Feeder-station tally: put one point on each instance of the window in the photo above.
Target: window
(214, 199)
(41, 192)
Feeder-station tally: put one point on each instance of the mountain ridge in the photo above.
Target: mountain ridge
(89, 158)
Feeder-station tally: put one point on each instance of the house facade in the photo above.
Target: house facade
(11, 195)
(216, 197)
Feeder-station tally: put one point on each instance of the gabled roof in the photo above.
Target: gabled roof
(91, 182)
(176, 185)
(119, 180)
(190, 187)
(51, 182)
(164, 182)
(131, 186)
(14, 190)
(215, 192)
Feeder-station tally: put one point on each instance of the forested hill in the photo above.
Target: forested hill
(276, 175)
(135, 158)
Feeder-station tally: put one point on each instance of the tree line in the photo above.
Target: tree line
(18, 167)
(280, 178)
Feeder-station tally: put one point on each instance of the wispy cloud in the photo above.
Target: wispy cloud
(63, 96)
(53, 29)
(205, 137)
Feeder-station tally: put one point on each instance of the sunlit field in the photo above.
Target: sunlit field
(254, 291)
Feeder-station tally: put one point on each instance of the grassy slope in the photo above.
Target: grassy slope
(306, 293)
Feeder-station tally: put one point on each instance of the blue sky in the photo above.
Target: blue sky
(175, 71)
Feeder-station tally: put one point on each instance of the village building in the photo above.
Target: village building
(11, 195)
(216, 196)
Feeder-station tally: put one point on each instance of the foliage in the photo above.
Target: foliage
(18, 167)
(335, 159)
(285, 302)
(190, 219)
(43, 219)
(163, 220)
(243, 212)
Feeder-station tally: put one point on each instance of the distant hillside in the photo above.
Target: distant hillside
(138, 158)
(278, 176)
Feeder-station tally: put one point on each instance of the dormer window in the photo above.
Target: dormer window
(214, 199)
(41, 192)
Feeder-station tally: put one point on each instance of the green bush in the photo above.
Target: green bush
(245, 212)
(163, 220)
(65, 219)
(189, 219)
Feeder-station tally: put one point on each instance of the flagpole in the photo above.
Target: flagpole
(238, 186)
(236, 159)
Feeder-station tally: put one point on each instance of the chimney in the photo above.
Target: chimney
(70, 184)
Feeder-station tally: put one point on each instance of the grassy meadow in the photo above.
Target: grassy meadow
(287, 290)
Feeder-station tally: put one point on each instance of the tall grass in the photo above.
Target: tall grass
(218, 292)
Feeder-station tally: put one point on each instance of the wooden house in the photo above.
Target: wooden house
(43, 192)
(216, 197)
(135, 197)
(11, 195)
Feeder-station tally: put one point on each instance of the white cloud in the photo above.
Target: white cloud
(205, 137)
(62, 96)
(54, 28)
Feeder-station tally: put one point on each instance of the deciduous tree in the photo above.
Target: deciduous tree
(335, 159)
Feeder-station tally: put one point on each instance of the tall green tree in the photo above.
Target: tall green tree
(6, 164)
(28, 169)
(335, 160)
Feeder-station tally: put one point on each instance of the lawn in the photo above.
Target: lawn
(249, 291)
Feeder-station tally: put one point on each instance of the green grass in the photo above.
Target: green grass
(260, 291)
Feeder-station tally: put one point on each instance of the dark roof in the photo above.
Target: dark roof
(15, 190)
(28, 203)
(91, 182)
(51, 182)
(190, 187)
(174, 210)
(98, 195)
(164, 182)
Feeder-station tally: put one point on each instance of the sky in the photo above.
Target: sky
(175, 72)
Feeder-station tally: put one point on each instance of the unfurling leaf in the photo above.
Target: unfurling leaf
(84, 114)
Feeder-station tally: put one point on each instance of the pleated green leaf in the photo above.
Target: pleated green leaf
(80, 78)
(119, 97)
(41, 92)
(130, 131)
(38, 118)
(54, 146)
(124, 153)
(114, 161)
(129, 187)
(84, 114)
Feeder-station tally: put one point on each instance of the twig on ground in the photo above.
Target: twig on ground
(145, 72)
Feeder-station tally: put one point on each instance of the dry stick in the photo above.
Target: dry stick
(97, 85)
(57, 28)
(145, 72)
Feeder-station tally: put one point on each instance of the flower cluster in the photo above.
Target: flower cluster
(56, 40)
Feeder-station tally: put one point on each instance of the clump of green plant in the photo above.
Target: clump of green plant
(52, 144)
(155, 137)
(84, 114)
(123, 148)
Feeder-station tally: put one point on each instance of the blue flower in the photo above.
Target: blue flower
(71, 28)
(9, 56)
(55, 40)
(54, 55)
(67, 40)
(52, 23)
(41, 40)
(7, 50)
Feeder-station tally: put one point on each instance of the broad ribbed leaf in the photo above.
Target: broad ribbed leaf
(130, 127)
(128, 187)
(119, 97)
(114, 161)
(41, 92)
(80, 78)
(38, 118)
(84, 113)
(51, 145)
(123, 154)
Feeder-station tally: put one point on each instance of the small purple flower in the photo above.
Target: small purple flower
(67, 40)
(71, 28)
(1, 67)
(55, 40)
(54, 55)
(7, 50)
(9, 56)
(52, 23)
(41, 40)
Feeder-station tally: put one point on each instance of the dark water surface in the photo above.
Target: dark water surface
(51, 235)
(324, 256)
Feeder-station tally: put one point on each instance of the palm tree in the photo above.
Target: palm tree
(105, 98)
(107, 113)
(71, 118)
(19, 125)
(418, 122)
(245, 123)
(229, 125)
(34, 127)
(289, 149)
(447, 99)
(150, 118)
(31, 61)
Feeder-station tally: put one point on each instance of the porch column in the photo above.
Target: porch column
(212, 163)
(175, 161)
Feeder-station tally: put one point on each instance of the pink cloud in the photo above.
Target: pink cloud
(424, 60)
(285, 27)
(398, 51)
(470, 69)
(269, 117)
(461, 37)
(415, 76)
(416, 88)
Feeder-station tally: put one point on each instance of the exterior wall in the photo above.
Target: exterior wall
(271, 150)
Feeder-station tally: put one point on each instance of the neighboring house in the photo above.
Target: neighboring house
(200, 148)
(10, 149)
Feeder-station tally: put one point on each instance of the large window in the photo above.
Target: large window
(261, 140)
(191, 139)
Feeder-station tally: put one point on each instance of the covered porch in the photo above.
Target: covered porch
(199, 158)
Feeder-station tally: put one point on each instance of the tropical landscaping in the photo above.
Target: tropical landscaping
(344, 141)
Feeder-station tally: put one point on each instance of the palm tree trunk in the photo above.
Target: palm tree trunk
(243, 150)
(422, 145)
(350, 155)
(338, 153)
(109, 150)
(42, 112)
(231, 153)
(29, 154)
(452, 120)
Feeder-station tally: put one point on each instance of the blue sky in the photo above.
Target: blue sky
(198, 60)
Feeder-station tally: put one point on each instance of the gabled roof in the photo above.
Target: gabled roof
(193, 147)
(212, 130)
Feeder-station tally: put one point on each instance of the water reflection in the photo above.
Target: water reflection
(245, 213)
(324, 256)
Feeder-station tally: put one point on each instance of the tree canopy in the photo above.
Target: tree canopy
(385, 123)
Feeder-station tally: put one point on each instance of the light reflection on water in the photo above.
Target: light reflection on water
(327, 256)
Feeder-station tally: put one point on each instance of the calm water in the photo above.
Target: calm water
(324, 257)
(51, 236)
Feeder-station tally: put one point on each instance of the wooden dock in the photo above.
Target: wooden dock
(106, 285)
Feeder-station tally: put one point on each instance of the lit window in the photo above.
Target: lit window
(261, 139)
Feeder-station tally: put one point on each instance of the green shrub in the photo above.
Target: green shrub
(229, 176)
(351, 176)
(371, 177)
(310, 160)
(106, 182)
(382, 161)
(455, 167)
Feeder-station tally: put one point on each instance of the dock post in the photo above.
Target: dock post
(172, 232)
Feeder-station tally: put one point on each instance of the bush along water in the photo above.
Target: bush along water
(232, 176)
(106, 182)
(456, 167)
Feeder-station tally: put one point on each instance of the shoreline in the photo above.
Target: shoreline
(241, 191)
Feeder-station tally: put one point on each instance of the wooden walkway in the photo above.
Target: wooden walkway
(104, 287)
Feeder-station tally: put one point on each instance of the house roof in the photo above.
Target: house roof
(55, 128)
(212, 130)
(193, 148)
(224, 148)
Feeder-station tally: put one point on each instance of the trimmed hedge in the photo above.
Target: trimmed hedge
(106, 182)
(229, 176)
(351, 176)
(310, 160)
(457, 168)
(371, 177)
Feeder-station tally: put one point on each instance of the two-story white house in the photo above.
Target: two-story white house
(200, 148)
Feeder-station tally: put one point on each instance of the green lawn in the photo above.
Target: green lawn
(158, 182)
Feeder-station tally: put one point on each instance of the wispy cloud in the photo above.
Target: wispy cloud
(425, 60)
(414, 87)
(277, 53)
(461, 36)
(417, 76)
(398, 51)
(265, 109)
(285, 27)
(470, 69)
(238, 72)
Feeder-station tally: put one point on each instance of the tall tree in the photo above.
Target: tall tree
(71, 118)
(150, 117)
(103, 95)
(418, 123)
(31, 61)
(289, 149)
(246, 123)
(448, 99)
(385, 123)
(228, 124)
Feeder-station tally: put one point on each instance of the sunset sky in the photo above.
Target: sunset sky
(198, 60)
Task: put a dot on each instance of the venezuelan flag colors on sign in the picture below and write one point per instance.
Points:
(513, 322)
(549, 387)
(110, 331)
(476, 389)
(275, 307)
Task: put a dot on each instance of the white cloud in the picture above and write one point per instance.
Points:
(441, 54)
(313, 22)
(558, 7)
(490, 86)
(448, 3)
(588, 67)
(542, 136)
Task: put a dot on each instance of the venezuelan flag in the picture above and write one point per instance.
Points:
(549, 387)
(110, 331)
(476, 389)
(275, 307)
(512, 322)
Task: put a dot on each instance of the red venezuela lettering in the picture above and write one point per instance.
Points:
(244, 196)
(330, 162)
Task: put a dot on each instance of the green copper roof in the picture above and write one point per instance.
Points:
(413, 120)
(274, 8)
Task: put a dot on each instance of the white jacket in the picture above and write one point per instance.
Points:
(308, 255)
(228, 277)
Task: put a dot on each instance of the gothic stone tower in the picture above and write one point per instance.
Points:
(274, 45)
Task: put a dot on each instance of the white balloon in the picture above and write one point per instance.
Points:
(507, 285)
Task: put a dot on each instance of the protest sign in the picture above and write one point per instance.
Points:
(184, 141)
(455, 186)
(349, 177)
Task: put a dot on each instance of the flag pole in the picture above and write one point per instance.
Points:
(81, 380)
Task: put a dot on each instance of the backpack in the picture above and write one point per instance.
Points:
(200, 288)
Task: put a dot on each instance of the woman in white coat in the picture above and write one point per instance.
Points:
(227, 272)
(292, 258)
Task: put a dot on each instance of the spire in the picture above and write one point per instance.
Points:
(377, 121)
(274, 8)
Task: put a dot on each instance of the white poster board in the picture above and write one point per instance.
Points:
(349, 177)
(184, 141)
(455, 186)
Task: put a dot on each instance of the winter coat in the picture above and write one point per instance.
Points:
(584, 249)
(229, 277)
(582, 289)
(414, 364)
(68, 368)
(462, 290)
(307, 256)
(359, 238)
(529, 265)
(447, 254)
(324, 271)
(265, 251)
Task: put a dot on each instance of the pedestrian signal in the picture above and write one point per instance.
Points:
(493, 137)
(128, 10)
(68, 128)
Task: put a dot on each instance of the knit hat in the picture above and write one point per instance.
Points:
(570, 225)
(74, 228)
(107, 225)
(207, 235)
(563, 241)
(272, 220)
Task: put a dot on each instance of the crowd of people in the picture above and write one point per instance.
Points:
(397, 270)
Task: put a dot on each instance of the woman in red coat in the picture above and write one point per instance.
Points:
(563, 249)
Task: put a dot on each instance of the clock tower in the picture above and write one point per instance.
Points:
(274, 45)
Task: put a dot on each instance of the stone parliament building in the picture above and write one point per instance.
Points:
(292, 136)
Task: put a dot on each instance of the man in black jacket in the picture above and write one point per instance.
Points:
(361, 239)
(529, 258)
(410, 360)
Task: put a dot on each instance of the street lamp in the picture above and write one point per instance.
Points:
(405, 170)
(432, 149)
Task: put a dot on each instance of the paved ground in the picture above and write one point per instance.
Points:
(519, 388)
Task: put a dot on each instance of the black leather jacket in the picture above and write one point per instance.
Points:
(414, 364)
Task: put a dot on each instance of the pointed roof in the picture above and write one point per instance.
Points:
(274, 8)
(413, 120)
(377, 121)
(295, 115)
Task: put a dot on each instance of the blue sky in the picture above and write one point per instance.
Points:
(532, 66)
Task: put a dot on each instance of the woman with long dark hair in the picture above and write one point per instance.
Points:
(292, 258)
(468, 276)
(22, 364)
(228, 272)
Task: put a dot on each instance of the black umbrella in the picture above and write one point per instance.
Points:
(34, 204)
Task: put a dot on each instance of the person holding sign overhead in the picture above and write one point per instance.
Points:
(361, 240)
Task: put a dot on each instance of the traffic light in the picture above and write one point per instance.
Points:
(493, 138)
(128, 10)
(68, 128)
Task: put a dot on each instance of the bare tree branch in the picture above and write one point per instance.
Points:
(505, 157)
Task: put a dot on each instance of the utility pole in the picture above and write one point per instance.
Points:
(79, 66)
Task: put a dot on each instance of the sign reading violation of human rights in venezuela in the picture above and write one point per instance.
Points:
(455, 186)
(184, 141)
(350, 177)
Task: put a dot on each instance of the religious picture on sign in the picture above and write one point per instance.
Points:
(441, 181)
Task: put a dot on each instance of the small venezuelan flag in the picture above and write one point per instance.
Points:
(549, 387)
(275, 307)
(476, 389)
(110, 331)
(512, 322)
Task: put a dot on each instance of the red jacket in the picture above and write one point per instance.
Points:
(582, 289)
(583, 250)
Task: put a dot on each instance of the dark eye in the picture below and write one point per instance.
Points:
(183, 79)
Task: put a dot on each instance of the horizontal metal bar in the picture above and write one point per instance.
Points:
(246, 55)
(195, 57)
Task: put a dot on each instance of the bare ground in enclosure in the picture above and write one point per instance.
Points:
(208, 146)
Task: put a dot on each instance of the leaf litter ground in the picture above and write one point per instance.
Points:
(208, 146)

__Work instruction__
Pick out each line in the material containing "tower".

__Result__
Task: put a dot on each instance of the gothic stone tower in the picture above and write one point per instance.
Task: put a dot on each instance of the clock tower in the picture above and write one point per instance.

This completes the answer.